**WORK TASK**
These entries are to be retyped in full, word for word.

--- DATA RECORDS ---

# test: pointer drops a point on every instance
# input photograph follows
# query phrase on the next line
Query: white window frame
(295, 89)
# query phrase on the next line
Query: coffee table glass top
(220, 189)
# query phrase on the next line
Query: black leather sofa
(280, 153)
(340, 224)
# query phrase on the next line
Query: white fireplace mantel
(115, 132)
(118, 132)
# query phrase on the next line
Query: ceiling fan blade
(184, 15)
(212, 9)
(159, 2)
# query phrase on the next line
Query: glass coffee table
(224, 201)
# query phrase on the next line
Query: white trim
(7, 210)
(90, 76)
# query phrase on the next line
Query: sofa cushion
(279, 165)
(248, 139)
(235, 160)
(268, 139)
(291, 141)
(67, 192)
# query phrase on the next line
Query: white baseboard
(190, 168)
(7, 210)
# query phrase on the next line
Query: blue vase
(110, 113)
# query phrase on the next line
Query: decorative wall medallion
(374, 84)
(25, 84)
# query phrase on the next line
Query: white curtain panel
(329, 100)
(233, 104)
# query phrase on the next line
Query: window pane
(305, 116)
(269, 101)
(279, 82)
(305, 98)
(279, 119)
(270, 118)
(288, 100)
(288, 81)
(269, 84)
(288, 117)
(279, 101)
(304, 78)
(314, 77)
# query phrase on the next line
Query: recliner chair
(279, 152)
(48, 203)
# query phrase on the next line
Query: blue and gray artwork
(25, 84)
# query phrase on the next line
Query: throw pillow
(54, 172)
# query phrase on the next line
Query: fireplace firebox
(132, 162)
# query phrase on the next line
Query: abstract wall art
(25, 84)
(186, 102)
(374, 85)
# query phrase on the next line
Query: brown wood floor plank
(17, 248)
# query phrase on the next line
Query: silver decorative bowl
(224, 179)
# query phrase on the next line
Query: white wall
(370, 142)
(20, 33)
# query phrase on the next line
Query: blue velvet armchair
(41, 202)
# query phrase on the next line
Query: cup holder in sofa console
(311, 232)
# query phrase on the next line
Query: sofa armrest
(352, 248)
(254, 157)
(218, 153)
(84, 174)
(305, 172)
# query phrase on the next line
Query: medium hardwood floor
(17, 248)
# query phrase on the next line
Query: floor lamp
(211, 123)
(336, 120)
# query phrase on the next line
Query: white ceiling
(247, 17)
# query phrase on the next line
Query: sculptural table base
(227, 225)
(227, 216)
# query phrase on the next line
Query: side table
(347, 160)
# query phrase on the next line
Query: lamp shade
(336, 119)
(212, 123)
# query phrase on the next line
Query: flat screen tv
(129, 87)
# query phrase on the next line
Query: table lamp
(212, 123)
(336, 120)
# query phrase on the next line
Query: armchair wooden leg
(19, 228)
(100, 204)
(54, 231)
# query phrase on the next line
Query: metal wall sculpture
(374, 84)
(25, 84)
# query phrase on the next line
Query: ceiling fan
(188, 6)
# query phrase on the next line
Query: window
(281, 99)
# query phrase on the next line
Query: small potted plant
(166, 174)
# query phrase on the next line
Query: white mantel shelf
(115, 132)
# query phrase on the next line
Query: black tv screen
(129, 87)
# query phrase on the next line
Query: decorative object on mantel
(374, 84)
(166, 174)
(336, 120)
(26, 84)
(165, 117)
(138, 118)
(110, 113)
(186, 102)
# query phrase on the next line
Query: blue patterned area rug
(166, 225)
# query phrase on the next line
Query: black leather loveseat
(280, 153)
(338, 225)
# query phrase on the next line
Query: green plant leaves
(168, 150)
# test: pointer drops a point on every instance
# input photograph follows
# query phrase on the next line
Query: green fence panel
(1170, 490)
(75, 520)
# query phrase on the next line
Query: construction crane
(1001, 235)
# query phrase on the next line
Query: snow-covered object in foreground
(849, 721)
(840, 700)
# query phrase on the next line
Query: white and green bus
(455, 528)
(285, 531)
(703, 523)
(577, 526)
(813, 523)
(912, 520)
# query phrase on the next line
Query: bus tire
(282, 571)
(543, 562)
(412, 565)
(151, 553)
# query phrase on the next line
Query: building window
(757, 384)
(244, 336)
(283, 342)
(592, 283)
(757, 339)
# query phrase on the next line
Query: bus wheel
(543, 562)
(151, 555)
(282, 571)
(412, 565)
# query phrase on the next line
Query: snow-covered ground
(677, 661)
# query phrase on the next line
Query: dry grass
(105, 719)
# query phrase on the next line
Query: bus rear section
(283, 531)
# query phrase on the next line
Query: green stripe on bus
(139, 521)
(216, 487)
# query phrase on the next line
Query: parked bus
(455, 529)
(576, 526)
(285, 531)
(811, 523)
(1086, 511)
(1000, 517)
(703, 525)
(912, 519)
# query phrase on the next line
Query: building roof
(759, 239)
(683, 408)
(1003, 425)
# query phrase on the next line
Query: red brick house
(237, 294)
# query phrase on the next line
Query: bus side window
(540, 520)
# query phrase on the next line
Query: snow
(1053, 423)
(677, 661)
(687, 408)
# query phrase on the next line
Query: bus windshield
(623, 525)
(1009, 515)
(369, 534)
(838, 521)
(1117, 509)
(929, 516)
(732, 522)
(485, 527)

---

**WRITTEN SOLUTION**
# test: pointer drops a point on every instance
# input photograph follows
# query phrase on the next line
Query: white window frame
(295, 89)
# query phrase on the next line
Query: coffee table glass top
(220, 189)
# query phrase on the next line
Query: black leather sofa
(280, 153)
(340, 224)
# query phrase on the next line
Query: white fireplace mantel
(115, 132)
(118, 132)
# query phrase on the next line
Query: ceiling fan blade
(184, 15)
(212, 9)
(159, 2)
# query phrase on the next line
Query: glass coffee table
(224, 201)
# query phrase on the next line
Query: white trim
(7, 210)
(90, 76)
# query phrase on the next line
Query: sofa cushion
(279, 165)
(248, 139)
(235, 160)
(268, 139)
(291, 141)
(67, 192)
# query phrase on the next line
Query: white baseboard
(190, 168)
(7, 210)
# query phrase on the next line
Query: blue vase
(110, 113)
# query phrase on the next line
Query: decorative wall medallion
(374, 84)
(25, 84)
# query phrase on the next line
Query: white curtain panel
(329, 100)
(233, 104)
# query phrase on the next line
Query: window pane
(305, 116)
(269, 101)
(279, 82)
(305, 98)
(279, 119)
(270, 118)
(288, 100)
(288, 81)
(269, 84)
(288, 117)
(279, 101)
(304, 78)
(314, 77)
# query phrase on the next line
Query: recliner chair
(279, 152)
(48, 203)
# query phrase on the next line
Query: blue and gray artwork
(25, 84)
# query phrase on the next line
Query: throw pillow
(54, 172)
# query phrase on the next line
Query: fireplace firebox
(132, 162)
# query phrase on the next line
Query: abstract wall art
(25, 84)
(186, 102)
(374, 85)
# query phrase on the next line
Query: brown wood floor plank
(17, 248)
# query phrase on the next line
Query: silver decorative bowl
(224, 179)
# query phrase on the next line
Query: white wall
(370, 142)
(20, 33)
# query phrase on the next line
Query: blue velvet armchair
(41, 202)
# query phrase on the next line
Query: cup holder in sofa console
(311, 232)
# query phrase on the next line
Query: sofa armrest
(352, 248)
(254, 157)
(218, 153)
(84, 174)
(305, 172)
# query phrase on the next line
Query: medium hardwood floor
(17, 248)
# query phrase on the next line
Query: floor lamp
(211, 123)
(336, 120)
# query phrase on the next line
Query: white ceiling
(247, 17)
# query phrase on the next line
Query: sculptural table base
(227, 225)
(227, 216)
# query phrase on the next line
Query: side table
(347, 160)
# query phrase on the next line
Query: lamp shade
(336, 119)
(212, 123)
# query phrase on the next line
Query: flat screen tv
(129, 87)
# query phrase on the next line
Query: table lamp
(212, 123)
(336, 120)
# query phrase on the next line
Query: armchair wooden leg
(19, 228)
(100, 204)
(54, 231)
# query phrase on the next line
Query: metal wall sculpture
(374, 84)
(25, 84)
# query phrase on the next line
Query: ceiling fan
(188, 6)
# query phrase on the next line
Query: window
(281, 99)
# query phrase on the next line
Query: small potted plant
(166, 174)
# query phrase on the next line
Query: white mantel shelf
(115, 132)
# query phrase on the next line
Query: black tv screen
(129, 87)
# query phrase on the next line
Query: decorative object on mantel
(374, 84)
(166, 174)
(336, 120)
(26, 84)
(165, 117)
(138, 118)
(110, 113)
(186, 102)
# query phrase on the next line
Query: blue patterned area rug
(166, 225)
# query phrase on the next line
Query: black leather loveseat
(280, 153)
(338, 225)
# query phrase on the next line
Query: green plant leaves
(168, 150)
# test: pointer drops a point on every instance
# input photograph follows
# query phrase on the next line
Query: green fence panel
(1170, 490)
(75, 520)
# query phrase on the next line
Query: construction crane
(1001, 235)
# query phrase on the next line
Query: snow-covered object in foreground
(849, 721)
(840, 700)
# query phrase on the next line
Query: white and green bus
(455, 528)
(285, 531)
(703, 523)
(577, 526)
(813, 523)
(912, 520)
# query phrase on the next line
Query: bus tire
(282, 571)
(543, 562)
(412, 565)
(151, 553)
# query phrase on the next line
Query: building window
(757, 384)
(244, 336)
(283, 342)
(592, 283)
(757, 339)
# query phrase on the next line
Query: bus wheel
(543, 562)
(151, 555)
(282, 571)
(412, 565)
# query phrase on the next line
Query: snow-covered ground
(677, 661)
# query phrase on the next line
Query: dry grass
(105, 719)
# query phrase on the next line
Query: bus rear section
(283, 531)
# query phrase on the next line
Query: green stripe on bus
(139, 521)
(216, 487)
# query phrase on the next line
Query: parked bus
(455, 529)
(576, 526)
(285, 531)
(811, 523)
(1086, 511)
(1000, 517)
(703, 525)
(912, 519)
# query phrase on the next line
Query: building roof
(759, 239)
(683, 408)
(1003, 425)
# query phrase on the next line
Query: red brick house
(237, 294)
# query phrase on the next line
Query: bus side window
(540, 520)
# query phrase on the next line
Query: snow
(1053, 423)
(677, 661)
(687, 408)
# query phrase on the next line
Query: bus windshield
(623, 525)
(1009, 515)
(369, 534)
(838, 521)
(1117, 509)
(929, 516)
(732, 522)
(485, 527)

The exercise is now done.